(EXCERPT TO READ)
::::::::
Mr. BARNES. Yes, sir; they have got to stop and lock through. The other difference is you will have a narrow, restricted channel for the 230 miles, or most of the distance, whereas now with 10,000 feet flow we have a channel of 1,000 feet width and upward, and you have a much greater depth under the keel which will cheapen the cost of navigation, as pointed out by the Federal engineers on the Hudson River.

The CHAIRMAN. Mr. Barnes, you do not for one instant contend you need any width of 1,000, as an engineer?

Mr. BARNES. As an engineer I can say that a width of 1,000 feet would give you cheaper navigation than 150 or 200 feet width that you would have with 1,000 feet flow in the Illinois River.

The CHAIRMAN. What is the width of Ambrose Channel? Mr. BARNES. The width of Ambrose Channel is 2,000 feet. The CHAIRMAN. What is the width of the channel at Norfolk? Mr. BARNES. I do not know; it is considerably less than that. The CHAIRMAN. What is the width of the channel at San Francisco?

Mr. BARNES. I do not know.

The CHAIRMAN. Two hundred feet, is it not?

Mr. BARNES. Well, I was thinking 250, but you may be right. The CHAIRMAN. There is scarcely, unless it is in the case of New York City, a waterway in the whole United States for ocean-going vessels where there has been artificial improvement where the channel is 1,000 feet wide; is not that true?

Mr. BARNES. I want to call your attention, Mr. Chairman, to the fact that we are not building the waterway for ocean-going vessels. The CHAIRMAN. I know it, but I say even with ocean-going vessels there is perhaps but one channel which has been artificially improved which has that width.

Mr. BARNES. But that distance is about 7 or 8 or 10 miles, whereas we are asking to improve 300 or 400 miles in length.

The CHAIRMAN. Which makes it all the worse.

Mr. BARNES. Which makes it all the worse for your narrow channel, if that narrow channel was 400 miles in length.

The CHAIRMAN. What is the width of the improved channel in the Mississippi River?

Mr. BARNES. At what point?

The CHAIRMAN. At any point of the improved channel. What is the average width of the improved channel?

Mr. BARNES. It runs from about 600 feet at the upper end down to 2,000 or 3,000 feet in width at the lower end.

The CHAIRMAN. How far is the 2,000 or 3,000 feet-over 10 miles? Mr. BARNES. The Federal engineers in this report that I have referred to say that with that 10,000 feet of water from Lake Michigan that they will have 1,100 feet channel above the mouth of the Missouri River.

The CHAIRMAN. How wide a channel would you have with 1,000 feet and the necessary locks? How wide a channel would you have? Mr. BARNES. Well, I do not know as I understand your question, Mr. Chairman.

The CHAIRMAN. How wide would your channel be, suppose you spent your $30,000,000 and had your necessary locks?
::::::::
(LISTED ENTRIES)
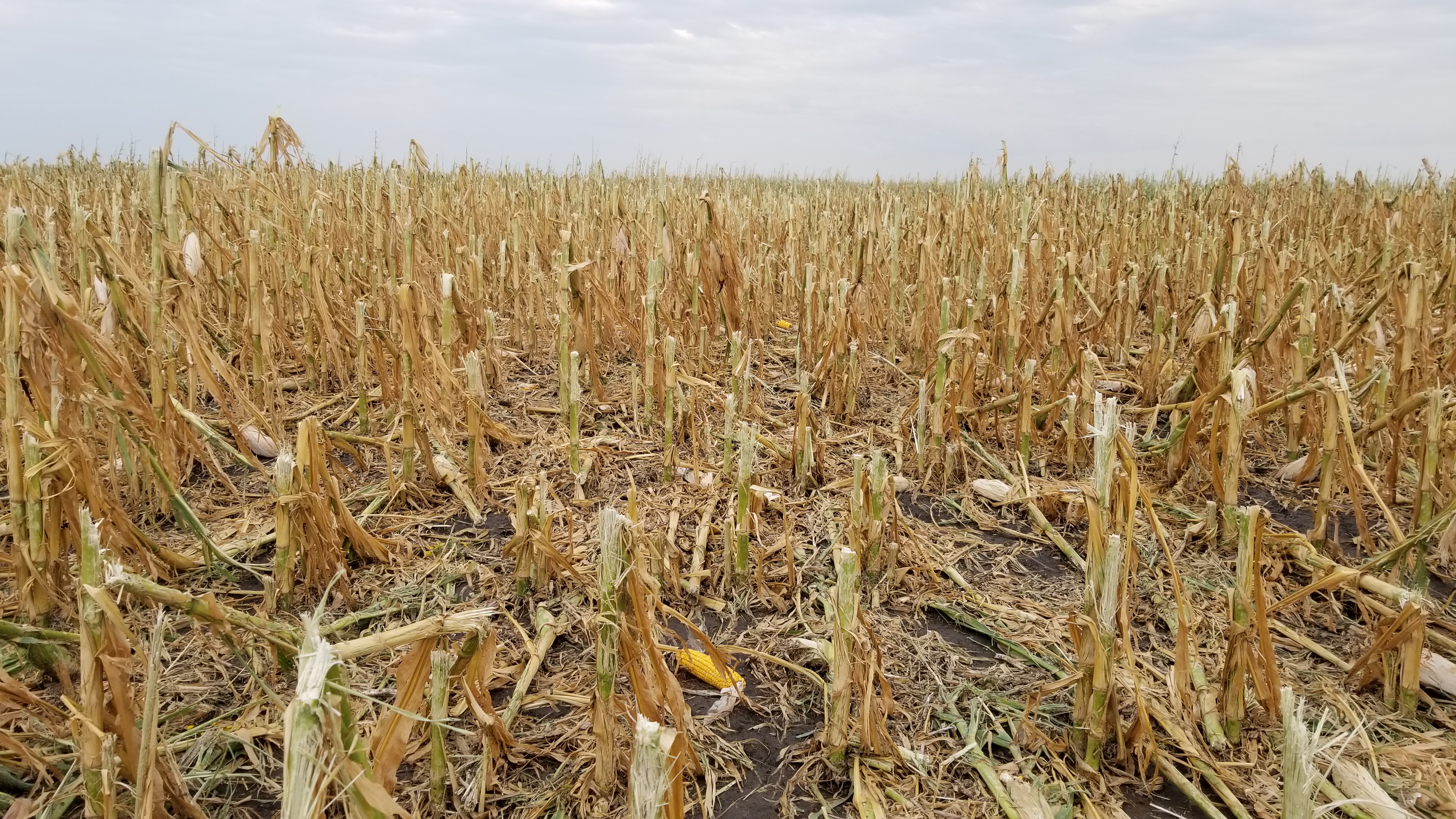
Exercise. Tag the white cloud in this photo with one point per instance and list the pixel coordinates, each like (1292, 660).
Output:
(914, 87)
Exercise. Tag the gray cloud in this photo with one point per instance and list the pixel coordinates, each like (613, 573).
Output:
(906, 88)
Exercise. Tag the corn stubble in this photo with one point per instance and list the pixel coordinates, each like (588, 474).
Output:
(312, 408)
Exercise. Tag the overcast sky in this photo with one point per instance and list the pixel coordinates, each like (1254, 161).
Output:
(899, 88)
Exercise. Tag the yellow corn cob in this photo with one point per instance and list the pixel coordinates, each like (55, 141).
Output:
(702, 667)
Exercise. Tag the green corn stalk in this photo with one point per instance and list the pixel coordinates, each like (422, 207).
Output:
(1301, 779)
(574, 415)
(285, 553)
(447, 315)
(611, 567)
(730, 425)
(1241, 403)
(742, 525)
(942, 363)
(89, 747)
(440, 664)
(881, 496)
(654, 276)
(1014, 305)
(1024, 419)
(475, 446)
(669, 420)
(564, 321)
(306, 750)
(919, 428)
(803, 435)
(1104, 578)
(651, 770)
(361, 365)
(858, 529)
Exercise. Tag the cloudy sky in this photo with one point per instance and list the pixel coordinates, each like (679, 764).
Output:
(861, 88)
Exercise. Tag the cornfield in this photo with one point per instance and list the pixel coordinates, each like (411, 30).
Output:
(394, 490)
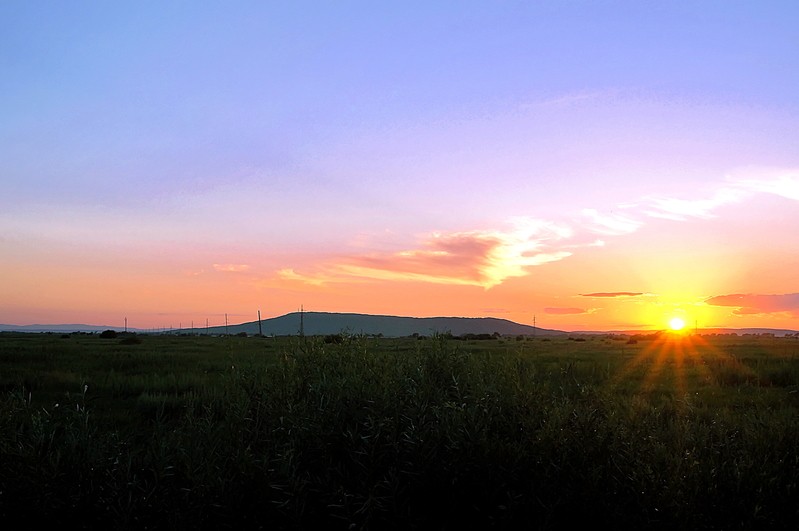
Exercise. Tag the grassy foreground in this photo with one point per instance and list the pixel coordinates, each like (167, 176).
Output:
(352, 432)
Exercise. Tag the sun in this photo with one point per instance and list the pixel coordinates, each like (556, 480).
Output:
(677, 324)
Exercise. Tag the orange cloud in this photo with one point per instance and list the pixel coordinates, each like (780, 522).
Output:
(231, 268)
(752, 304)
(612, 294)
(566, 311)
(483, 258)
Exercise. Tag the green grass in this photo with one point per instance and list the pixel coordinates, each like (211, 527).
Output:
(366, 433)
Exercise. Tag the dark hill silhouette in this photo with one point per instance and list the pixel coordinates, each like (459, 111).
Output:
(323, 323)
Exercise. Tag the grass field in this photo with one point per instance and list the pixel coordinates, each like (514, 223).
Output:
(352, 432)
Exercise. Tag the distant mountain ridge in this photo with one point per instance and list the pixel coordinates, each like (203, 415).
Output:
(324, 323)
::::::::
(TASKS TO COMPLETE)
1. Using the hearing testimony on channel width above, explain in one to three sentences why Mr. Barnes holds that a 10,000-foot flow would make navigation cheaper than a 1,000-foot flow.
2. In the hearing testimony on channel width, what channel width above the mouth of the Missouri River does Mr. Barnes say the Federal engineers expect from 10,000 feet of water from Lake Michigan?

(FULL SOLUTIONS)
1. With a 1,000-foot flow, vessels would have to stop and lock through, and the channel would be narrow and restricted, about 150 or 200 feet wide, for most of the 230 miles. With a 10,000-foot flow, the channel would be 1,000 feet wide and upward, with much greater depth under the keel. Mr. Barnes says that greater depth cheapens the cost of navigation, as the Federal engineers pointed out on the Hudson River.

2. A channel 1,100 feet wide.